REQUIRED WORK
Each line that contains "brown" needs to be copied from the listing.

DATASET RECORDS

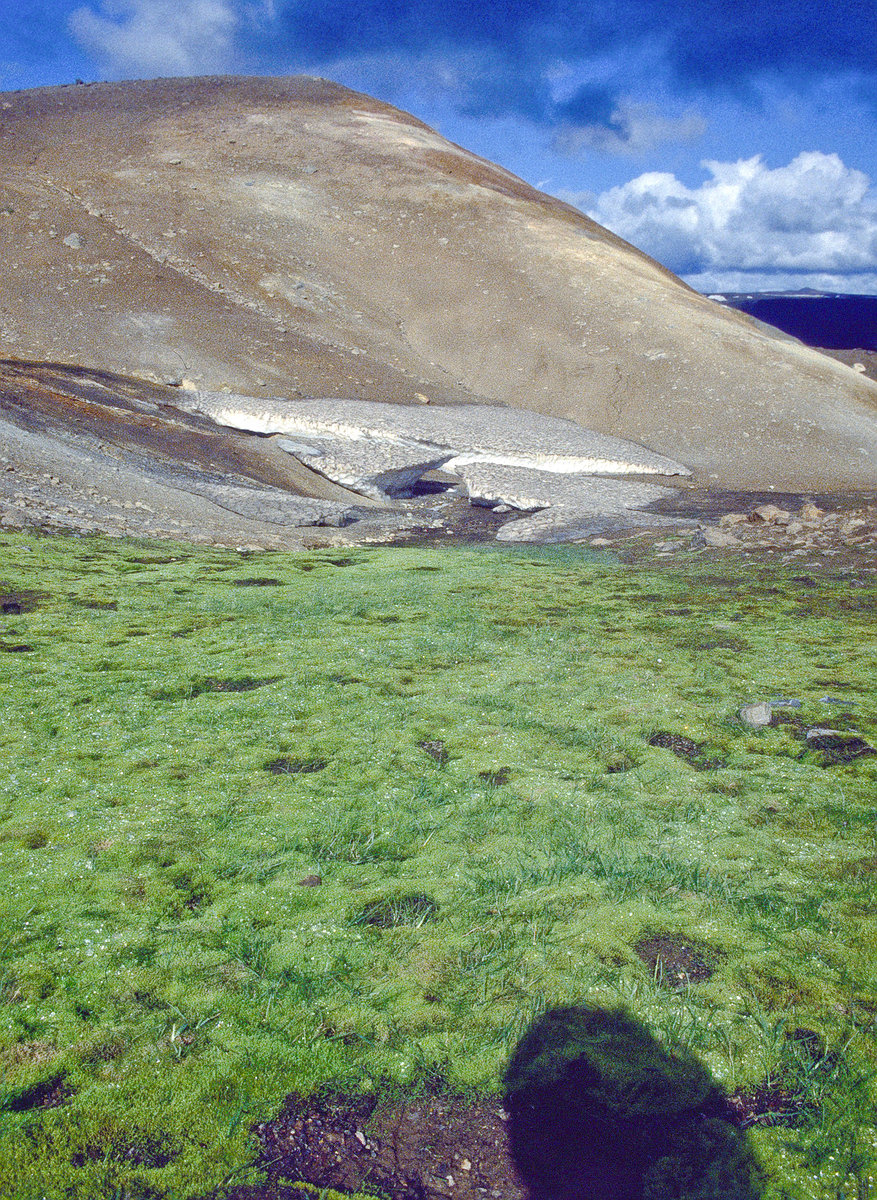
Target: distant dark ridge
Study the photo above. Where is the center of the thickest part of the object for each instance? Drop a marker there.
(832, 322)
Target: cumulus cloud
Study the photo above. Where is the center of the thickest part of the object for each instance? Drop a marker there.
(812, 220)
(160, 36)
(631, 129)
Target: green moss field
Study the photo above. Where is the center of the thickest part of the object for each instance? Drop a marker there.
(458, 743)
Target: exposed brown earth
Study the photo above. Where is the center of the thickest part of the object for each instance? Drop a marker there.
(293, 235)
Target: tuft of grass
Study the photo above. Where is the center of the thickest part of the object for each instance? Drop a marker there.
(509, 767)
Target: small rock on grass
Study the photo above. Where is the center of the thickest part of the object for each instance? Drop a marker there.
(756, 715)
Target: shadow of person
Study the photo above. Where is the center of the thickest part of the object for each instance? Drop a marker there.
(600, 1110)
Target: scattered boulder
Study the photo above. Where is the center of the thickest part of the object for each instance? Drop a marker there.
(757, 715)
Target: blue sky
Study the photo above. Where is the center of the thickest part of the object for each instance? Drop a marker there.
(736, 142)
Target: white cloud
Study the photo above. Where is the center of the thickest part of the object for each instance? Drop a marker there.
(812, 223)
(160, 36)
(634, 129)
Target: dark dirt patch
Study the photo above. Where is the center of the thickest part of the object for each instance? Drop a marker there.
(836, 747)
(496, 778)
(430, 1149)
(46, 1095)
(676, 961)
(210, 684)
(685, 748)
(769, 1104)
(12, 604)
(414, 909)
(295, 766)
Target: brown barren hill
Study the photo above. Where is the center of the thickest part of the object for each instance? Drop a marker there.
(289, 237)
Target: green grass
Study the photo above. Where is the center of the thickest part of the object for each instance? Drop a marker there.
(163, 972)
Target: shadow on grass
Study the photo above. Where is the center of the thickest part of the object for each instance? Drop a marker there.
(599, 1110)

RESULT FOR THIS TASK
Target: exposed brown earth
Target: brown barren hill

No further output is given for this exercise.